[Stored items from a collection]
=======

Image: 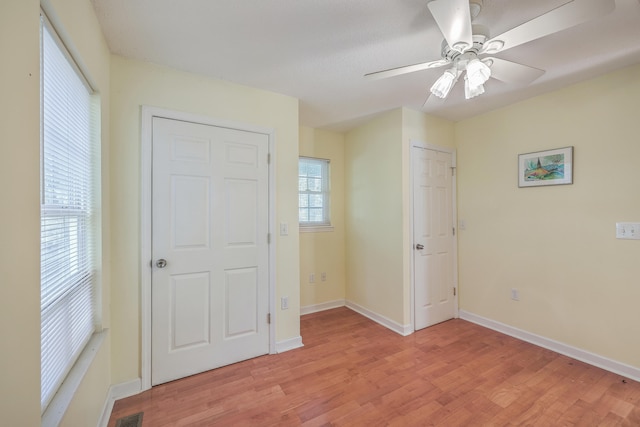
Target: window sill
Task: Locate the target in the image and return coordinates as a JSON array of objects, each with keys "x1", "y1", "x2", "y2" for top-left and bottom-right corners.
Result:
[
  {"x1": 41, "y1": 329, "x2": 107, "y2": 427},
  {"x1": 300, "y1": 225, "x2": 333, "y2": 233}
]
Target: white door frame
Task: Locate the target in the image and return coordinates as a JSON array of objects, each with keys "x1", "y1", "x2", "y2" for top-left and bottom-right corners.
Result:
[
  {"x1": 409, "y1": 140, "x2": 460, "y2": 332},
  {"x1": 140, "y1": 106, "x2": 276, "y2": 391}
]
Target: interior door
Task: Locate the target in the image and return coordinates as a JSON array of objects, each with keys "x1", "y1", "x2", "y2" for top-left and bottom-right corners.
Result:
[
  {"x1": 151, "y1": 117, "x2": 269, "y2": 385},
  {"x1": 412, "y1": 146, "x2": 455, "y2": 330}
]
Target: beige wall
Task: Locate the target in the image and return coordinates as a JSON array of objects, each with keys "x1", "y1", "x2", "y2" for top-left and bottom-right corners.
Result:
[
  {"x1": 111, "y1": 56, "x2": 300, "y2": 383},
  {"x1": 345, "y1": 109, "x2": 404, "y2": 324},
  {"x1": 0, "y1": 0, "x2": 40, "y2": 426},
  {"x1": 0, "y1": 0, "x2": 110, "y2": 426},
  {"x1": 456, "y1": 66, "x2": 640, "y2": 368},
  {"x1": 298, "y1": 126, "x2": 345, "y2": 307}
]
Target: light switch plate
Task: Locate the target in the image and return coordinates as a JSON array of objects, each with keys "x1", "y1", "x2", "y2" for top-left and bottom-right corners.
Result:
[{"x1": 616, "y1": 222, "x2": 640, "y2": 240}]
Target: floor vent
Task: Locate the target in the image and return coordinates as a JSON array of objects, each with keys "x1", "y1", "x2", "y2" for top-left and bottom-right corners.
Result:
[{"x1": 116, "y1": 412, "x2": 143, "y2": 427}]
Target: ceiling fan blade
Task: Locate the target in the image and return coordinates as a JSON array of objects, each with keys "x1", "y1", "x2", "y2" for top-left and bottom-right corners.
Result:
[
  {"x1": 482, "y1": 58, "x2": 544, "y2": 84},
  {"x1": 427, "y1": 0, "x2": 473, "y2": 52},
  {"x1": 481, "y1": 0, "x2": 616, "y2": 53},
  {"x1": 364, "y1": 59, "x2": 451, "y2": 80}
]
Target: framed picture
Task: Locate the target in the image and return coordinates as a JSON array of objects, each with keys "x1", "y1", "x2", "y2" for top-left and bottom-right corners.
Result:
[{"x1": 518, "y1": 147, "x2": 573, "y2": 187}]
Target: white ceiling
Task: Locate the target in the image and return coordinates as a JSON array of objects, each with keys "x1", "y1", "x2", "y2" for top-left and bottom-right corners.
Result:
[{"x1": 93, "y1": 0, "x2": 640, "y2": 130}]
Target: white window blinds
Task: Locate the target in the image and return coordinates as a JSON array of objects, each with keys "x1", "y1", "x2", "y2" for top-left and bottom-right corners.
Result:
[
  {"x1": 298, "y1": 157, "x2": 331, "y2": 226},
  {"x1": 40, "y1": 20, "x2": 97, "y2": 411}
]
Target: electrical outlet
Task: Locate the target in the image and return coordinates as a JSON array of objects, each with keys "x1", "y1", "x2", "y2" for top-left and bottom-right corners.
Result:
[
  {"x1": 616, "y1": 222, "x2": 640, "y2": 240},
  {"x1": 280, "y1": 222, "x2": 289, "y2": 236}
]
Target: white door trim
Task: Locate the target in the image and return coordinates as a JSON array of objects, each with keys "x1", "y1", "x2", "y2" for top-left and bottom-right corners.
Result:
[
  {"x1": 140, "y1": 106, "x2": 276, "y2": 391},
  {"x1": 409, "y1": 140, "x2": 460, "y2": 332}
]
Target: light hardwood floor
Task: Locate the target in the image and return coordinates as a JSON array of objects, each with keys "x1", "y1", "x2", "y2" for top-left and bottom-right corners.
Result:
[{"x1": 109, "y1": 307, "x2": 640, "y2": 427}]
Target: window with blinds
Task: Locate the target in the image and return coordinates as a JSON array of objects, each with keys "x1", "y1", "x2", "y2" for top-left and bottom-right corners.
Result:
[
  {"x1": 40, "y1": 18, "x2": 98, "y2": 411},
  {"x1": 298, "y1": 157, "x2": 331, "y2": 227}
]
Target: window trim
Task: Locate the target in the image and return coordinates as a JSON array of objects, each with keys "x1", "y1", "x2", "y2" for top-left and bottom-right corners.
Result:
[
  {"x1": 40, "y1": 9, "x2": 102, "y2": 427},
  {"x1": 298, "y1": 156, "x2": 334, "y2": 233}
]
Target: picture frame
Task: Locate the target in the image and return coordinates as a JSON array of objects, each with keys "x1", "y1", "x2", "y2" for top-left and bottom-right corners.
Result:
[{"x1": 518, "y1": 146, "x2": 573, "y2": 187}]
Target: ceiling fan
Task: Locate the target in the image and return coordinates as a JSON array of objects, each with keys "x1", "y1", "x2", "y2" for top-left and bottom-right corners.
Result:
[{"x1": 365, "y1": 0, "x2": 615, "y2": 101}]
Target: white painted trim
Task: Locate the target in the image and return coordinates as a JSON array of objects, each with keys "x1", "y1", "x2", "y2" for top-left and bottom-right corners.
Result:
[
  {"x1": 345, "y1": 301, "x2": 413, "y2": 337},
  {"x1": 140, "y1": 105, "x2": 277, "y2": 391},
  {"x1": 300, "y1": 299, "x2": 345, "y2": 316},
  {"x1": 40, "y1": 329, "x2": 107, "y2": 427},
  {"x1": 460, "y1": 310, "x2": 640, "y2": 382},
  {"x1": 98, "y1": 378, "x2": 142, "y2": 427},
  {"x1": 409, "y1": 140, "x2": 460, "y2": 331},
  {"x1": 276, "y1": 336, "x2": 304, "y2": 353},
  {"x1": 298, "y1": 225, "x2": 334, "y2": 233}
]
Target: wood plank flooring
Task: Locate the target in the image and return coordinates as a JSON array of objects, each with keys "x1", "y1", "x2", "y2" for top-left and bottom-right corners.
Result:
[{"x1": 109, "y1": 307, "x2": 640, "y2": 427}]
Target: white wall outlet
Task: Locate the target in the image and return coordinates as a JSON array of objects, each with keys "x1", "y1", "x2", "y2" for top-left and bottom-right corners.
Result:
[{"x1": 616, "y1": 222, "x2": 640, "y2": 240}]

=======

● OBJECTIVE
Count the lines in the rows above that contain the word "picture", and give only that number.

● THE OUTPUT
2